**Problem**:
Format every line of the entries below as a JSON list of strings, one string per line, omitting blank lines.

Dataset entries:
BEGIN
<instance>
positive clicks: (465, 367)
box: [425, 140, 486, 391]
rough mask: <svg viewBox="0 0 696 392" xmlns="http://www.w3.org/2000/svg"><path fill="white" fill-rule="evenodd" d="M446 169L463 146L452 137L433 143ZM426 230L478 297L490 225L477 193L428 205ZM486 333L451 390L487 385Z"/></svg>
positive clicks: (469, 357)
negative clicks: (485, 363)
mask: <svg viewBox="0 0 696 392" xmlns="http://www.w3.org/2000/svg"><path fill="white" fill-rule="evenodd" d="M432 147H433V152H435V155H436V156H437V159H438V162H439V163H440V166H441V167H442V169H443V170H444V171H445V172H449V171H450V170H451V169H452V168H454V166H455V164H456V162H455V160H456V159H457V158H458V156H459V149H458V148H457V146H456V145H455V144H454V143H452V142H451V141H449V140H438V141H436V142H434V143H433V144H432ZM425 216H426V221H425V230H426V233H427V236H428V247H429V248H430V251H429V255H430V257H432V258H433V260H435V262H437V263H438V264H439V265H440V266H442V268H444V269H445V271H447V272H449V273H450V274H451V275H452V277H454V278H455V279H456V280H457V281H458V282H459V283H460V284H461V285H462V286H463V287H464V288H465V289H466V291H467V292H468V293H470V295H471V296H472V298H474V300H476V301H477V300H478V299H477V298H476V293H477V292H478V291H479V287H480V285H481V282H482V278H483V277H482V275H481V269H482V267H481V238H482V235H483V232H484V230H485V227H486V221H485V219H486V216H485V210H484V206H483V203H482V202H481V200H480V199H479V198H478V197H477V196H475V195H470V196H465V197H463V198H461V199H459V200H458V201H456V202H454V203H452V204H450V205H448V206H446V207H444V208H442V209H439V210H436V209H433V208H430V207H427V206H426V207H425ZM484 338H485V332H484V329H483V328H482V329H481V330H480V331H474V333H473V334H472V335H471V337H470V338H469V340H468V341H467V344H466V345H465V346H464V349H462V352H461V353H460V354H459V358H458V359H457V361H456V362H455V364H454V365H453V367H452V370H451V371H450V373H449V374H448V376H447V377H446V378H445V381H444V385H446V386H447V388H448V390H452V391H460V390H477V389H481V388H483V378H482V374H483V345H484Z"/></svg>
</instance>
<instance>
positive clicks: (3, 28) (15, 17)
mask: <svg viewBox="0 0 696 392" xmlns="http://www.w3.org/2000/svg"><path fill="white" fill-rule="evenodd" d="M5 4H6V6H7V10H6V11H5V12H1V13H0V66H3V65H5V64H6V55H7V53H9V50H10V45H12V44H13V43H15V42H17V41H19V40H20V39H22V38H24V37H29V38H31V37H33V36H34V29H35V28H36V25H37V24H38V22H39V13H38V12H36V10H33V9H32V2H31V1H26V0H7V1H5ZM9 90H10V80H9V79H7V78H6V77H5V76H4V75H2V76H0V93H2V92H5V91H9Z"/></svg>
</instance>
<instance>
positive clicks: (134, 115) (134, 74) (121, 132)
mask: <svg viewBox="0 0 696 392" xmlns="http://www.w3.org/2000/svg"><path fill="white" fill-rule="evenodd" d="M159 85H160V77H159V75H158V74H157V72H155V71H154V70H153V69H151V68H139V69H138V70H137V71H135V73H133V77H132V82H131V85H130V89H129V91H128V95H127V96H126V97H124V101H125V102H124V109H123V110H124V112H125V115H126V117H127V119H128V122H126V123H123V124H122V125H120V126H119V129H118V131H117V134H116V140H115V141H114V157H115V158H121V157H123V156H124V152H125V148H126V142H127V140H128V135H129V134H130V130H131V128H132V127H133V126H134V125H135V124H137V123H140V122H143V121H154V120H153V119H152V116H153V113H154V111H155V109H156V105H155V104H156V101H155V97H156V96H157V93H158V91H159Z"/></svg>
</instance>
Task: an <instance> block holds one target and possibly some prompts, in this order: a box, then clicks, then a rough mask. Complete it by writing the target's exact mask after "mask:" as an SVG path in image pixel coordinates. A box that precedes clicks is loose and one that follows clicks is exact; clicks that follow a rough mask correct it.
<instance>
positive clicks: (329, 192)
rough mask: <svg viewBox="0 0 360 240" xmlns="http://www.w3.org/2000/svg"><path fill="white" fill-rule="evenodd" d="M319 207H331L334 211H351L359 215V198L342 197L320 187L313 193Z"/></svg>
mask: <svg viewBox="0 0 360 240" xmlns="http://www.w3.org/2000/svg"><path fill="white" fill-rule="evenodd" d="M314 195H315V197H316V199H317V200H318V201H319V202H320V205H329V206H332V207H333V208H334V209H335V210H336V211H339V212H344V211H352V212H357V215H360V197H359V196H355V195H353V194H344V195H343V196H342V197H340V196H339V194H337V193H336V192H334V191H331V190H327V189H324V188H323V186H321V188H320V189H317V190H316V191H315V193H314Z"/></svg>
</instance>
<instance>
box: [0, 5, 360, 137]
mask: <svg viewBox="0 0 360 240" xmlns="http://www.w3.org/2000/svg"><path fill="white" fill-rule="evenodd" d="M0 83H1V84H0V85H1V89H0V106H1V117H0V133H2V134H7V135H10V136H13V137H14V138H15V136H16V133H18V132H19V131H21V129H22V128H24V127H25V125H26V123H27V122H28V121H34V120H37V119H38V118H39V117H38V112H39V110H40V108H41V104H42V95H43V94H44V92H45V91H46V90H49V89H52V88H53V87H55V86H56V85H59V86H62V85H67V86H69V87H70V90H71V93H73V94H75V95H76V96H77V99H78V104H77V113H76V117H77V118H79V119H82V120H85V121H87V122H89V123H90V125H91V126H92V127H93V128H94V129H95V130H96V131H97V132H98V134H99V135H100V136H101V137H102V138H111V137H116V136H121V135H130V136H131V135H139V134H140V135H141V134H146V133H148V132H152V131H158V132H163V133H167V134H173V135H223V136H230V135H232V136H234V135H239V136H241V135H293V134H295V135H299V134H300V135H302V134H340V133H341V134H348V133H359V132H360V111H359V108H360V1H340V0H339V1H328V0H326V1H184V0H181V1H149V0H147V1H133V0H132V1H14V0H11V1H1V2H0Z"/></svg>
END
**Written answer**:
[
  "<instance>",
  "positive clicks: (465, 367)",
  "box: [425, 140, 486, 391]",
  "rough mask: <svg viewBox=\"0 0 696 392\" xmlns=\"http://www.w3.org/2000/svg\"><path fill=\"white\" fill-rule=\"evenodd\" d=\"M446 169L463 146L452 137L433 143ZM426 230L478 297L490 225L477 193L428 205ZM486 333L451 390L487 385Z\"/></svg>",
  "positive clicks: (469, 357)",
  "negative clicks: (485, 363)",
  "mask: <svg viewBox=\"0 0 696 392\" xmlns=\"http://www.w3.org/2000/svg\"><path fill=\"white\" fill-rule=\"evenodd\" d=\"M432 147H433V152H435V155H436V156H437V159H438V162H439V163H440V166H441V167H442V169H443V170H444V171H445V172H449V171H450V170H451V169H452V168H454V166H455V164H456V162H455V160H456V159H457V158H458V156H459V149H458V148H457V146H456V145H455V144H454V143H452V142H451V141H449V140H438V141H436V142H434V143H433V144H432ZM425 216H426V221H425V230H426V233H427V236H428V247H429V248H430V251H429V255H430V257H432V258H433V260H435V262H437V263H438V264H439V265H440V266H442V268H444V269H445V271H447V272H449V273H450V274H451V275H452V277H454V278H455V279H456V280H457V281H458V282H459V283H460V284H461V285H462V286H463V287H464V288H465V289H466V291H467V292H468V293H470V295H471V296H472V298H474V300H476V301H477V300H478V299H477V298H476V293H477V292H478V291H479V287H480V285H481V282H482V278H483V277H482V275H481V269H482V267H481V238H482V235H483V232H484V230H485V227H486V221H485V219H486V216H485V210H484V206H483V203H482V202H481V200H480V199H479V198H478V197H477V196H475V195H470V196H465V197H463V198H461V199H459V200H458V201H456V202H454V203H452V204H450V205H448V206H446V207H444V208H442V209H439V210H436V209H433V208H430V207H427V206H426V207H425ZM484 338H485V332H484V329H483V328H482V329H481V330H480V331H474V333H473V334H472V335H471V337H470V338H469V340H468V341H467V344H466V345H465V346H464V349H462V352H461V353H460V354H459V358H458V359H457V361H456V362H455V364H454V365H453V367H452V370H451V371H450V373H449V374H448V376H447V377H446V378H445V381H444V385H446V386H447V388H448V390H452V391H460V390H477V389H481V388H483V378H482V374H483V345H484Z\"/></svg>",
  "</instance>",
  "<instance>",
  "positive clicks: (3, 28) (15, 17)",
  "mask: <svg viewBox=\"0 0 696 392\" xmlns=\"http://www.w3.org/2000/svg\"><path fill=\"white\" fill-rule=\"evenodd\" d=\"M5 4H6V6H7V10H6V11H5V12H1V13H0V66H3V65H5V64H6V55H7V53H9V50H10V45H12V44H13V43H15V42H17V41H19V40H20V39H22V38H24V37H29V38H31V37H33V36H34V29H35V28H36V25H37V24H38V22H39V13H38V12H36V10H33V9H32V2H31V1H26V0H7V1H5ZM9 90H10V80H9V79H7V78H6V77H5V76H4V75H2V76H0V93H2V92H5V91H9Z\"/></svg>",
  "</instance>",
  "<instance>",
  "positive clicks: (134, 115) (134, 74) (121, 132)",
  "mask: <svg viewBox=\"0 0 696 392\" xmlns=\"http://www.w3.org/2000/svg\"><path fill=\"white\" fill-rule=\"evenodd\" d=\"M159 85H160V77H159V75H158V74H157V72H155V71H154V70H153V69H151V68H139V69H138V70H137V71H135V73H133V77H132V82H131V85H130V89H129V91H128V95H127V96H126V97H124V101H125V102H124V109H123V110H124V112H125V115H126V117H127V119H128V122H126V123H123V124H122V125H120V126H119V129H118V131H117V134H116V140H115V141H114V157H115V158H121V157H123V156H124V152H125V148H126V142H127V140H128V135H129V134H130V130H131V128H132V127H133V126H134V125H135V124H137V123H140V122H143V121H154V120H153V119H152V116H153V113H154V111H155V109H156V105H155V104H156V101H155V97H156V96H157V93H158V91H159Z\"/></svg>",
  "</instance>",
  "Task: an <instance> block holds one target and possibly some prompts, in this order: a box, then clicks, then a rough mask. Complete it by writing the target's exact mask after \"mask:\" as an SVG path in image pixel coordinates. A box that precedes clicks is loose and one that follows clicks is exact; clicks that follow a rough mask correct it.",
  "<instance>",
  "positive clicks: (329, 192)",
  "rough mask: <svg viewBox=\"0 0 360 240\" xmlns=\"http://www.w3.org/2000/svg\"><path fill=\"white\" fill-rule=\"evenodd\" d=\"M319 207H331L334 211H351L359 215V198L342 197L320 187L313 193Z\"/></svg>",
  "mask: <svg viewBox=\"0 0 360 240\" xmlns=\"http://www.w3.org/2000/svg\"><path fill=\"white\" fill-rule=\"evenodd\" d=\"M314 195H315V197H316V199H317V200H318V201H319V202H320V205H329V206H332V207H333V208H334V209H335V210H336V211H339V212H344V211H352V212H357V215H360V197H359V196H355V195H353V194H344V195H343V196H342V197H340V196H339V194H337V193H336V192H334V191H331V190H327V189H324V188H323V186H321V188H320V189H317V190H316V191H315V193H314Z\"/></svg>",
  "</instance>",
  "<instance>",
  "box: [0, 5, 360, 137]",
  "mask: <svg viewBox=\"0 0 360 240\" xmlns=\"http://www.w3.org/2000/svg\"><path fill=\"white\" fill-rule=\"evenodd\" d=\"M0 83H1V84H0V85H1V89H0V106H1V117H0V133H2V134H7V135H10V136H13V137H14V138H15V136H16V133H18V132H19V131H21V129H22V128H24V127H25V125H26V123H27V122H28V121H34V120H37V119H38V118H39V117H38V112H39V110H40V108H41V104H42V95H43V94H44V92H45V91H46V90H49V89H52V88H53V87H55V86H56V85H59V86H62V85H67V86H69V87H70V90H71V93H73V94H75V95H76V96H77V99H78V104H77V113H76V117H77V118H79V119H82V120H85V121H87V122H89V123H90V125H91V126H92V127H93V128H94V129H95V130H96V131H97V132H98V134H99V135H100V136H101V137H102V138H111V137H116V136H121V135H130V136H131V135H139V134H140V135H141V134H146V133H148V132H152V131H158V132H163V133H167V134H173V135H223V136H230V135H232V136H234V135H239V136H241V135H293V134H295V135H299V134H300V135H302V134H340V133H341V134H348V133H359V132H360V111H359V108H360V1H340V0H339V1H328V0H326V1H184V0H181V1H149V0H147V1H133V0H132V1H14V0H11V1H1V2H0Z\"/></svg>"
]